→ **Tugas Wajib**:
1. Tentukan apakah setiap pernyataan berikut sesuai dengan berita tentang Badan Penerimaan Negara di bawah. Jawab ya atau tidak, disertai kutipan persis dari berita yang menentukan jawabannya. (a) BPN semula dibentuk untuk menggantikan peran Ditjen Pajak dan Ditjen Bea Cukai. (b) Rencana pembentukan BPN diinisiasi oleh Sri Mulyani Indrawati. (c) Dradjad Wibowo menyampaikan pernyataannya pada hari Jumat.
2. Ketik ulang tanpa perubahan bagian berita tentang Badan Penerimaan Negara di bawah, yang diawali kata-kata "Drajad mengungkap, alasan" dan diakhiri "kabinet Prabowo Subianto.".
3. Sebutkan semua nama orang yang muncul dalam berita tentang Badan Penerimaan Negara di bawah.

Liputan6.com, Jakarta Rencana pembentukan Badan Penerimaan Negara (BPN) yang diinisiasi oleh Presiden Terpilih Prabowo Subianto akan ditunda. Diketahui, BPN dibentuk awalnya untuk menggantikan peran Ditjen Pajak dan Ditjen Bea Cukai yang selama ini berada di bawah Kementerian Keuangan.
"Yang jelas bakal tertunda entah sampai kapan," kata Anggota Dewan Pakar TKN Prabowo Subianto-Gibran Rakabuming Raka, Dradjad Wibowo, kepada Liputan6.com, Jumat (18/10/2024).
Drajad mengungkap, alasan ditundanya pembentukan Badan Penerimaan Negara (BPN) karena tidak mendapatkan restu dari Sri Mulyani Indrawati, yang akan kembali menjadi Menteri Keuangan di kabinet Prabowo Subianto.

→ **Cuplikan Data**:
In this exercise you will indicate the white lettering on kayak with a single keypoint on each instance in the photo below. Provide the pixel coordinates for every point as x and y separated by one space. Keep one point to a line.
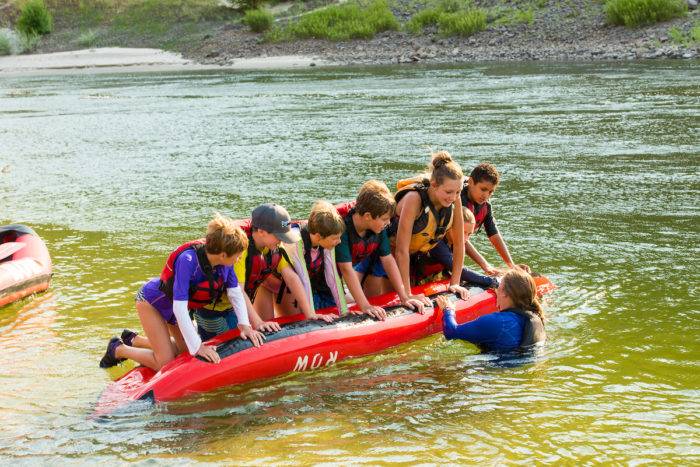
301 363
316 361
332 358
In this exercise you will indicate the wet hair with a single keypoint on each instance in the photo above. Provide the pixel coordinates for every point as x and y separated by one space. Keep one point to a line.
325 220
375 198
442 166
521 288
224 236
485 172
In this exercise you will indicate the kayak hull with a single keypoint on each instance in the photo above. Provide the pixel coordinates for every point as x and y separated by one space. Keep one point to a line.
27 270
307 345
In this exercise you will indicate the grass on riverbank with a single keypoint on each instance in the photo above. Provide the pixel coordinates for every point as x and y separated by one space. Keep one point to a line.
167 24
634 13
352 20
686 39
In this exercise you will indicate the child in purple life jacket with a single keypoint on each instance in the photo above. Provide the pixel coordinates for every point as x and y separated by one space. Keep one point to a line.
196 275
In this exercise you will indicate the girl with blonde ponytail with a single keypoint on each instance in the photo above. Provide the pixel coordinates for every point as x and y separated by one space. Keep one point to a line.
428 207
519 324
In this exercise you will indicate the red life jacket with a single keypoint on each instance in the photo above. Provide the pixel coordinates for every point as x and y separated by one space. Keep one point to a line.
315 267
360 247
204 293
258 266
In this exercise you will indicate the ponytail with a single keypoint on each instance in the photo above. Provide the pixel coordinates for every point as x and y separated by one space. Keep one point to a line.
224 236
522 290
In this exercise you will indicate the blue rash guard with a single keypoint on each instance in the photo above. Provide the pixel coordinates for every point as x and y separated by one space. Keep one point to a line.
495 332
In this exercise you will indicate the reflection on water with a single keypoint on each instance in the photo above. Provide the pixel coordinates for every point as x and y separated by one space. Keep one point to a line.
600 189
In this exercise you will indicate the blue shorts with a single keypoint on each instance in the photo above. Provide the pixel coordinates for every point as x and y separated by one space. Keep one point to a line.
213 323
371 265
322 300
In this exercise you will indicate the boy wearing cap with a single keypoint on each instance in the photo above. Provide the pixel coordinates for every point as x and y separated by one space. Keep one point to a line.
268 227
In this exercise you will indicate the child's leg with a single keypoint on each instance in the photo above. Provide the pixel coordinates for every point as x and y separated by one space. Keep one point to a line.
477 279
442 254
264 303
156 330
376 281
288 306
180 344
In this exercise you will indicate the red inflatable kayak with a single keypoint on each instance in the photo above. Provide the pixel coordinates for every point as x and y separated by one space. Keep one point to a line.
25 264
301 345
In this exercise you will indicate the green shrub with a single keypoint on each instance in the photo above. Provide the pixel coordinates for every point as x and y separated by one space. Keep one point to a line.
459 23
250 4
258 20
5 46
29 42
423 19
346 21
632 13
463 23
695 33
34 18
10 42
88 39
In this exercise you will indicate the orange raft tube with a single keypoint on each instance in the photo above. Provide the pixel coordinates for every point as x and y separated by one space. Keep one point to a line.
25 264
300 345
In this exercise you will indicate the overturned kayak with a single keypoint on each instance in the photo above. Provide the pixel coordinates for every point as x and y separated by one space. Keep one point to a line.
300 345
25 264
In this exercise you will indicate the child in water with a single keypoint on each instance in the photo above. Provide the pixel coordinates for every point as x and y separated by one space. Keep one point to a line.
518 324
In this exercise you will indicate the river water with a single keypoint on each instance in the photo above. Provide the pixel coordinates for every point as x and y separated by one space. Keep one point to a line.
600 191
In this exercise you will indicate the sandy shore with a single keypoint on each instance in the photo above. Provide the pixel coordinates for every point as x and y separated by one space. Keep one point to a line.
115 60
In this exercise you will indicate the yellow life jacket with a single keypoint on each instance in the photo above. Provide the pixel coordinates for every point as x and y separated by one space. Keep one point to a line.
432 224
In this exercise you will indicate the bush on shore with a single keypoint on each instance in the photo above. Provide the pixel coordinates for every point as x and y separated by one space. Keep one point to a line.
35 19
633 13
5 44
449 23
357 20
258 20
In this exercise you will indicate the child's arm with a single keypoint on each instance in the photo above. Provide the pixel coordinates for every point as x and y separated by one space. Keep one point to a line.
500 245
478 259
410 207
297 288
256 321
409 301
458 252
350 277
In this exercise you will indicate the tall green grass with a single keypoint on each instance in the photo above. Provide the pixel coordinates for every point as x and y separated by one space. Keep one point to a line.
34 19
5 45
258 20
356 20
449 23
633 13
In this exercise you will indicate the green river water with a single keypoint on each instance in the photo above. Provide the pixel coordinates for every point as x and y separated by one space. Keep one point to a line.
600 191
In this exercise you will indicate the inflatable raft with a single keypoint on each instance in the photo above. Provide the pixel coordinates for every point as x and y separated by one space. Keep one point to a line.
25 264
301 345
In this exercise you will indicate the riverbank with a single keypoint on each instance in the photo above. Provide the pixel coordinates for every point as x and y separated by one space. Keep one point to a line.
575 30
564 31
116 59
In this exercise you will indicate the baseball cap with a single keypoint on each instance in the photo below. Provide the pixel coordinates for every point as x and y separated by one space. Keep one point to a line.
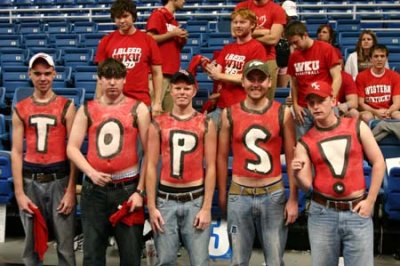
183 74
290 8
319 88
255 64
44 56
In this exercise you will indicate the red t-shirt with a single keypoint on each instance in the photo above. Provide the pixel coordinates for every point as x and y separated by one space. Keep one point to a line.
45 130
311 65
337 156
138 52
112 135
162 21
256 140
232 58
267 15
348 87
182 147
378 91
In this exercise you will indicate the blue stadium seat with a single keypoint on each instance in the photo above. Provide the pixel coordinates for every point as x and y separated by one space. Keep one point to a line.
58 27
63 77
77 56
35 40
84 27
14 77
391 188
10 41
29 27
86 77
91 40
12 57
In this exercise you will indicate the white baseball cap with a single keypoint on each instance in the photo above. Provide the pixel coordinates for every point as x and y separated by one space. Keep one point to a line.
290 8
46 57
--
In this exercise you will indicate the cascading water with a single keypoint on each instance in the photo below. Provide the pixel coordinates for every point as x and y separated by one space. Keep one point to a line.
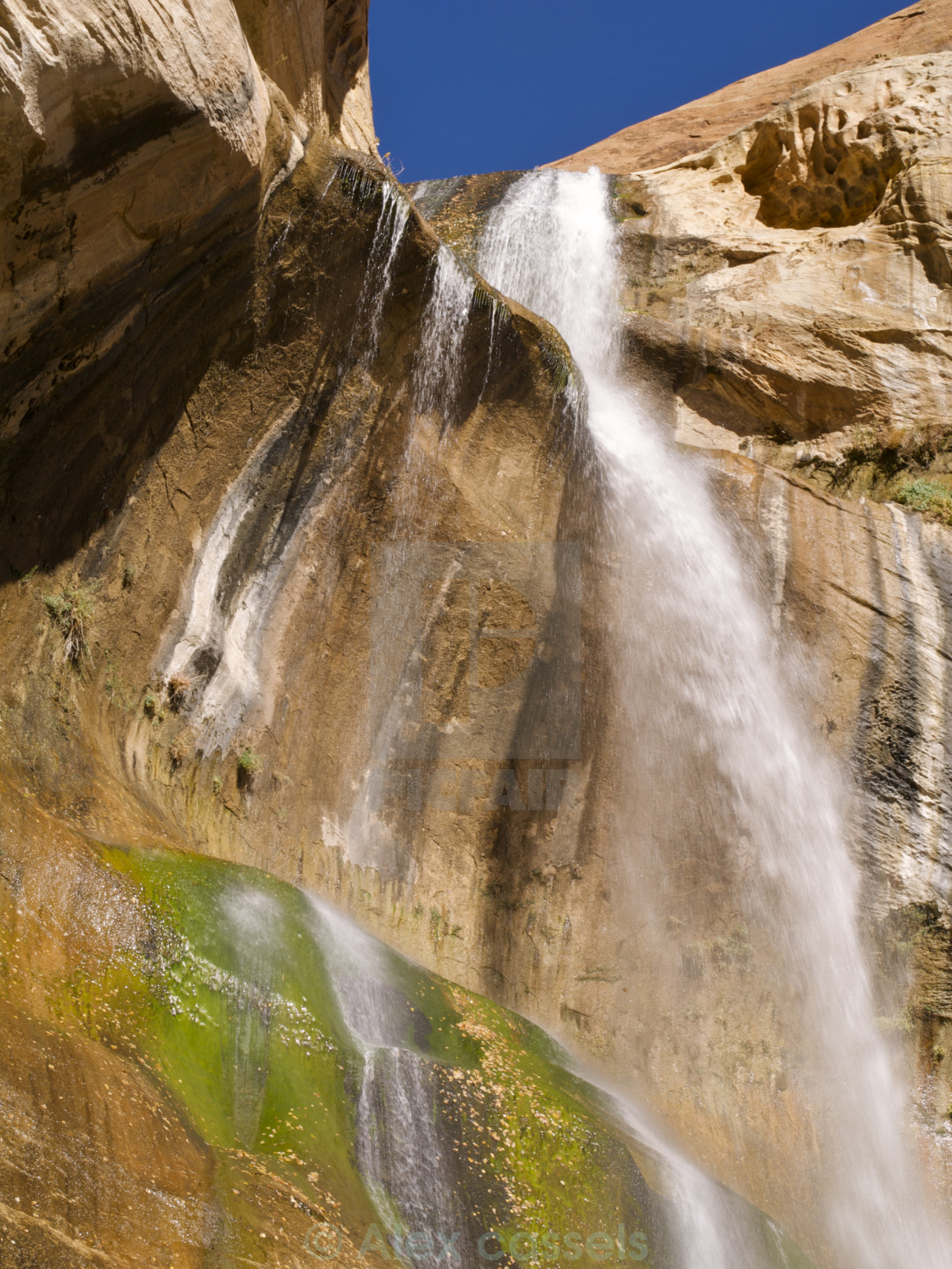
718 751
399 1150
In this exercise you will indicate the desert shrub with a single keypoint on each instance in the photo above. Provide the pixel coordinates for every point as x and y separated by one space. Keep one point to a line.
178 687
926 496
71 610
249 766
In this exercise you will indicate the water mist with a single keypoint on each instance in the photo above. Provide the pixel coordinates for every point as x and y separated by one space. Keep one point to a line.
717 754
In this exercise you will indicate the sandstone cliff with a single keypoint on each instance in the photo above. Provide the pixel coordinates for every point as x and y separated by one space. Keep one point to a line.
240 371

→ **Jawaban Tiap Tugas**:
1.
(a) Ya: "BPN dibentuk awalnya untuk menggantikan peran Ditjen Pajak dan Ditjen Bea Cukai"
(b) Tidak: "yang diinisiasi oleh Presiden Terpilih Prabowo Subianto"
(c) Ya: "kepada Liputan6.com, Jumat (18/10/2024)"

2.
Drajad mengungkap, alasan ditundanya pembentukan Badan Penerimaan Negara (BPN) karena tidak mendapatkan restu dari Sri Mulyani Indrawati, yang akan kembali menjadi Menteri Keuangan di kabinet Prabowo Subianto.

3. Prabowo Subianto, Gibran Rakabuming Raka, Dradjad Wibowo, Sri Mulyani Indrawati